Los que saben de asuntos del
discurso y del lenguaje suelen afirmar que la lengua puede ser el castigo de
cualquier cuerpo cobarde. No basta con ser hablante de un idioma para suponer
que podemos hacer con él lo que nos venga en gana. La lengua pide respeto y los
usuarios no debemos abusar de sus bondades.
Esto viene al caso cuando se nos
ocurre analizar las formas de expresión de algunos de nuestros impúdicos y
cotidianos hablantes públicos: personas con altos cargos nacionales o
regionales y profesionales de la comunicación que casi a diario deben dirigirse
por escrito u oralmente a millones de destinatarios.
Con la misma lengua que hablamos podremos ser medidos y juzgados.
Quienes nos escuchan o leen nos evalúan
por nuestras palabras. Y para imponer vocablos o promover cambios lingüísticos
no todos somos monedita de oro. Hay quienes incluso convierten sus supuestos chistes
lingüísticos en selficaricaturas —valga la palabra—. Ni siquiera basta creernos
que estamos diciendo la verdad para que los otros nos crean.

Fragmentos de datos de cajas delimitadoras
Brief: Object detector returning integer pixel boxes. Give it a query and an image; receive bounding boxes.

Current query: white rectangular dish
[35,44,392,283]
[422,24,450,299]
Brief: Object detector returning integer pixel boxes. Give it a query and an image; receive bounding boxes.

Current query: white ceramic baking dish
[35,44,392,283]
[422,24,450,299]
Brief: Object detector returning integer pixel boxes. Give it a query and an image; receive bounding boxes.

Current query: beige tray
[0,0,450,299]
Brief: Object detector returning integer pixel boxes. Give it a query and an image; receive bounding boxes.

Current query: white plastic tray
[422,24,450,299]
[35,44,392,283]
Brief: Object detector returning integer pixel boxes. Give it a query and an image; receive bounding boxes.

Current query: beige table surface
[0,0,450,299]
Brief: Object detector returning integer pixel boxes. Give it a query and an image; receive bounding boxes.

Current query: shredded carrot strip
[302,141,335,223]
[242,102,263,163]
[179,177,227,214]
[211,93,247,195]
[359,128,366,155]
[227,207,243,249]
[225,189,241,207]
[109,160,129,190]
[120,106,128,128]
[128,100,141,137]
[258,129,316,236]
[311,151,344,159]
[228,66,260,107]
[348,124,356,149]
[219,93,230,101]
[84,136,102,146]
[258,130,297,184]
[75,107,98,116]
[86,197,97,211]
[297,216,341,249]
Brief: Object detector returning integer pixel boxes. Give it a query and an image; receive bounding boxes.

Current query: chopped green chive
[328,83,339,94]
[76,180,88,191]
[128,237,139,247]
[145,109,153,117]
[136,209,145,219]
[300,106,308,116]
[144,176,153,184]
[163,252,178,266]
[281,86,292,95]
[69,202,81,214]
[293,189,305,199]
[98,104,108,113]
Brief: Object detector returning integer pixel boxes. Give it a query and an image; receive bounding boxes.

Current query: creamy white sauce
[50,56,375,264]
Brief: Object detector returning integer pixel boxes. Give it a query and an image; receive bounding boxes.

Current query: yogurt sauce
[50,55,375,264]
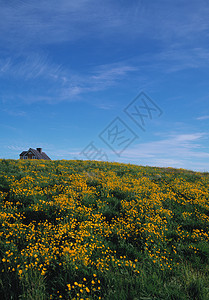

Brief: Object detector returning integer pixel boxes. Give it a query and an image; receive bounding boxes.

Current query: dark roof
[20,151,28,156]
[20,148,51,160]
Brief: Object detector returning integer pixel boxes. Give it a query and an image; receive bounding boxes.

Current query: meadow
[0,160,209,300]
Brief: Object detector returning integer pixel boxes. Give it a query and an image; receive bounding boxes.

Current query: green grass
[0,160,209,300]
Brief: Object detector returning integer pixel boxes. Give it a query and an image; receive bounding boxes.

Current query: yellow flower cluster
[0,160,209,299]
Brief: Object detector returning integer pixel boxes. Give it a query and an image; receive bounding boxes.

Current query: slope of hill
[0,160,209,300]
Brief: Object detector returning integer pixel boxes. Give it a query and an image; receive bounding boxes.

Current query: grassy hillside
[0,160,209,300]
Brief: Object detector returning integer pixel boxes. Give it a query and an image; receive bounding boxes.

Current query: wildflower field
[0,160,209,300]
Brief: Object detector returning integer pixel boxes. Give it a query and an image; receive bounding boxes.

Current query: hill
[0,160,209,300]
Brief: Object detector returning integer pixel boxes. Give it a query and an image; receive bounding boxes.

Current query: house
[20,148,51,160]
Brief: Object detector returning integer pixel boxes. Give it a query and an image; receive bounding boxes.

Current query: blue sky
[0,0,209,171]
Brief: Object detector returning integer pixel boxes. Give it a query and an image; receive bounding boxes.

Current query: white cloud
[196,115,209,120]
[123,133,209,167]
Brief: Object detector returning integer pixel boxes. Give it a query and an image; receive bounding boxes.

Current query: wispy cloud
[196,115,209,121]
[0,0,209,49]
[123,132,209,167]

**INSTRUCCIONES**
- 1) Según el texto sobre el respeto a la lengua, ¿por qué nos evalúan quienes nos escuchan o leen?
- 2) Indica cuántas líneas de los registros contienen la cadena "cloud", sin añadir nada más.
El texto y los registros no guardan relación entre sí.

**RESPUESTAS**
- 1) Por nuestras palabras.

- 2) 2